- _Your objective_:
Copy the records from the line containing "of the ground" through the line containing "[[371, 168], [387, 168], [393, 167], [380, 165]]", substituting "ramp agent" for "ground crew worker" and changing nothing else.

- _Data for the task_:
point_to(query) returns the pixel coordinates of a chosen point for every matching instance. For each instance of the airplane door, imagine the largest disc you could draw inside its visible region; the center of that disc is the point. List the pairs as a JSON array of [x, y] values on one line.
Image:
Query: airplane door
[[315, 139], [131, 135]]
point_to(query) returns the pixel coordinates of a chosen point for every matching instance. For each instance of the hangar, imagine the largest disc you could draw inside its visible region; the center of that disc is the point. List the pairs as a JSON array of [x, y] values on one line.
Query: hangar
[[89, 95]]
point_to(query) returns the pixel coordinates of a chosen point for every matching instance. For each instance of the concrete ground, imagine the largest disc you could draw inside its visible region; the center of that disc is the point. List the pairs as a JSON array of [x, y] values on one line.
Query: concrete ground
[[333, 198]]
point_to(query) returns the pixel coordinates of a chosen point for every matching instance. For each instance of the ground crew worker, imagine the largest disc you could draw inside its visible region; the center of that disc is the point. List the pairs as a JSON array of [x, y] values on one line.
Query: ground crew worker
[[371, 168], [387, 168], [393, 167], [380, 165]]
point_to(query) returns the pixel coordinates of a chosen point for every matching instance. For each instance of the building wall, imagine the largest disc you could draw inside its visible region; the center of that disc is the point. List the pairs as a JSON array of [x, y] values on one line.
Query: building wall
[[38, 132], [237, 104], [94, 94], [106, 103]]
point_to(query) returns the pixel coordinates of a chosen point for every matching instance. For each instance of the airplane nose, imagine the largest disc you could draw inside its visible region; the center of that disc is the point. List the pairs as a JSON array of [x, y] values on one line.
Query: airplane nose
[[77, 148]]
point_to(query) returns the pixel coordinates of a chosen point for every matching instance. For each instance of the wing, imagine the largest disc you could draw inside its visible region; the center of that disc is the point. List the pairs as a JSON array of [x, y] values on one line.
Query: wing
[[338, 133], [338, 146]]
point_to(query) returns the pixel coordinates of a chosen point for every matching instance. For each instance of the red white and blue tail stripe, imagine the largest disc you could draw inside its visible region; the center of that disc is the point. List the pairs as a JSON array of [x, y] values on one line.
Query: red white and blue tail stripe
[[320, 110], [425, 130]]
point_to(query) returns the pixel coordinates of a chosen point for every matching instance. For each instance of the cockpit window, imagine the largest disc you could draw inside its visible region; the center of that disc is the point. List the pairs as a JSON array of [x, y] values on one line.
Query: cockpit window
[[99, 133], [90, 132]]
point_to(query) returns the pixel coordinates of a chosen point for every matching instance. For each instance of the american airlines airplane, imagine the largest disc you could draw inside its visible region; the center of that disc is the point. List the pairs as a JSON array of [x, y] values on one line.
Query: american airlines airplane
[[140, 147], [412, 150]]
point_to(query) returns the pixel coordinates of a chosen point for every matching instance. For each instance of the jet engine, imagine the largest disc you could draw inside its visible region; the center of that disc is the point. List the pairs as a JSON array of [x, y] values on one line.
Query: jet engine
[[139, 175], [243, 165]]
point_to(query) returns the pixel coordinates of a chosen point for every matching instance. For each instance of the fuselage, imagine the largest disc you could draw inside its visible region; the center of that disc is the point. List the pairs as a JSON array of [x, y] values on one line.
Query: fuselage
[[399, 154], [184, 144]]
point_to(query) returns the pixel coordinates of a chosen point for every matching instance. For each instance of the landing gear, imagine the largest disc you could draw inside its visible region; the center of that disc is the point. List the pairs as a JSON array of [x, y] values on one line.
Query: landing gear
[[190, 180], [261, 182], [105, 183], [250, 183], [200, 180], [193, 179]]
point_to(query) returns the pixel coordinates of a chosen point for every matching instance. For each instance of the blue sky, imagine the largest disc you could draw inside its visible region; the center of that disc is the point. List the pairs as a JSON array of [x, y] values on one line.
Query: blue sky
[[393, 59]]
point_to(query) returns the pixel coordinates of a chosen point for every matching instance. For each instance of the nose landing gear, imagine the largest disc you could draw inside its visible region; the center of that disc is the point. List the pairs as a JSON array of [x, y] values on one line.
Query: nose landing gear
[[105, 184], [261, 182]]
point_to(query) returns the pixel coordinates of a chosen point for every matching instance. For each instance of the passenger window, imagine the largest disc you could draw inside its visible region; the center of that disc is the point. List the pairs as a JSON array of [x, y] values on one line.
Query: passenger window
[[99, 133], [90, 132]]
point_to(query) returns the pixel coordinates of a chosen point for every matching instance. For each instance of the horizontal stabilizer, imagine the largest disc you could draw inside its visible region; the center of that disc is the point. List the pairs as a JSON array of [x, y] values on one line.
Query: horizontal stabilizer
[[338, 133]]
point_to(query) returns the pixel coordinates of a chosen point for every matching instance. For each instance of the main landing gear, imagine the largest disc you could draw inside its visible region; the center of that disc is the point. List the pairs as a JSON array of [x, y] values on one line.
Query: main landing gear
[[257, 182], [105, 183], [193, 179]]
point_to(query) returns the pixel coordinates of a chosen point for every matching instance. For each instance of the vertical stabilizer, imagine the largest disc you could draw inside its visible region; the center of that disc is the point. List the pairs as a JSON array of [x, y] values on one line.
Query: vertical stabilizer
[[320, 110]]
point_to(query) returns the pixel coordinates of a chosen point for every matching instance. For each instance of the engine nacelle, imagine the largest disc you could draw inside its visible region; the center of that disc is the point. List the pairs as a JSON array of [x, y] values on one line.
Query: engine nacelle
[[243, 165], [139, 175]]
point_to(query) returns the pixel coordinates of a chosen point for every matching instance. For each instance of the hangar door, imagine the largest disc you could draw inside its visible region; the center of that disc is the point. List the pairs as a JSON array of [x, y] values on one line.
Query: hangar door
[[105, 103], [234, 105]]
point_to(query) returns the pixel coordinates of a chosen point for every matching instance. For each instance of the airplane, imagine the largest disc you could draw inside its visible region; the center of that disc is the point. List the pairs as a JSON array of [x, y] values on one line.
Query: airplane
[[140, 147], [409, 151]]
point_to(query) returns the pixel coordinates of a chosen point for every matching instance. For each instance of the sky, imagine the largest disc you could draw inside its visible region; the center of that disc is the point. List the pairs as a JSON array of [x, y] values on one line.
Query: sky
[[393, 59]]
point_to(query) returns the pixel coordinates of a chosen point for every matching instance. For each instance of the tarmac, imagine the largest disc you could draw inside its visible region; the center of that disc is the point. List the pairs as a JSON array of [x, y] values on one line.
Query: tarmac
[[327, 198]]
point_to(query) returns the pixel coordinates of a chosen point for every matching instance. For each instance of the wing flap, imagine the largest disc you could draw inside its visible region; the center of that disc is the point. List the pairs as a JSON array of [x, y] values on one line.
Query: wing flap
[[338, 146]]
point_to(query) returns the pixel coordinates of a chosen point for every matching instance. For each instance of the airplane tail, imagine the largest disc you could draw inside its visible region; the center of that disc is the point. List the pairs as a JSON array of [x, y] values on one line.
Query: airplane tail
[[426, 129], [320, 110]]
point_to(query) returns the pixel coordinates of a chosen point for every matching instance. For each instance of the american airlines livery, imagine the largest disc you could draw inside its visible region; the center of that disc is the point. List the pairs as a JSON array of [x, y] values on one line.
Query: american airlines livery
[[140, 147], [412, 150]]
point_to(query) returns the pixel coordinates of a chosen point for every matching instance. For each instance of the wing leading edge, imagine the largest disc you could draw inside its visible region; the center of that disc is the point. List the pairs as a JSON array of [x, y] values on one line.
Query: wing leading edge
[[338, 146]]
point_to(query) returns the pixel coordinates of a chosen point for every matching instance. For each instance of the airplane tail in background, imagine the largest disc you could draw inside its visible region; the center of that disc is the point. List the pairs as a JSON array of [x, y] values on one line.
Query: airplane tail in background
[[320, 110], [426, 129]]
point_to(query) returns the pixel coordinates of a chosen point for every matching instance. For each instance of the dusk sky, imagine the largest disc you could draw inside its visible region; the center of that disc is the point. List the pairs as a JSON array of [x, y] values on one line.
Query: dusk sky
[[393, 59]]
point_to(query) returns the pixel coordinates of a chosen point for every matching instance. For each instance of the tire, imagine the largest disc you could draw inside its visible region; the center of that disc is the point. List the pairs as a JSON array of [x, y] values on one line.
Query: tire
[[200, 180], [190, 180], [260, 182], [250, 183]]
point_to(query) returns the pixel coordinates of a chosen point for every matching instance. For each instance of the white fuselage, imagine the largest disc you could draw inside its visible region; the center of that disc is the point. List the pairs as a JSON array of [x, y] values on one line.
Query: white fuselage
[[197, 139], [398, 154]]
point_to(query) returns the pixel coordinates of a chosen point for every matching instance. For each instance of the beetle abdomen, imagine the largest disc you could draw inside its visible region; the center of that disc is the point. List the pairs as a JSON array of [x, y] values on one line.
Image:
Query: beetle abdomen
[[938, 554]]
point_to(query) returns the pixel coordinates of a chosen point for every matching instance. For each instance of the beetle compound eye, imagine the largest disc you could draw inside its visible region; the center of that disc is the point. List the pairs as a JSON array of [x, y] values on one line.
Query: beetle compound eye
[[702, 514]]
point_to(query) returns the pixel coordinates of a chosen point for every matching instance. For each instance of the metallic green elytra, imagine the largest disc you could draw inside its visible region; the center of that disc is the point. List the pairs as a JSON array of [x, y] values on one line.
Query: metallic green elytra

- _Final result_:
point_to(query) returns the pixel coordinates of a chosen point for every matching instance. For each instance of the ramp agent, imagine the largest disc you could draw inside its visible region; the center of that disc is the point. List the pairs as a JSON array of [x, y] values on one line.
Query: ramp agent
[[371, 168], [387, 168], [393, 167], [380, 165]]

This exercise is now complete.